[Spatial localization data]
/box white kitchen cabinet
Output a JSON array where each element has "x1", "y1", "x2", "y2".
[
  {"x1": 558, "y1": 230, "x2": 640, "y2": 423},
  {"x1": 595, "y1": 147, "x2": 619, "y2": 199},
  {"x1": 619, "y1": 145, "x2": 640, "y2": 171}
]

## Task
Write the entries out again exactly.

## Result
/box white kitchen cabinet
Output a JSON array where each element has "x1", "y1", "x2", "y2".
[
  {"x1": 558, "y1": 230, "x2": 640, "y2": 423},
  {"x1": 595, "y1": 147, "x2": 619, "y2": 199},
  {"x1": 619, "y1": 145, "x2": 640, "y2": 171}
]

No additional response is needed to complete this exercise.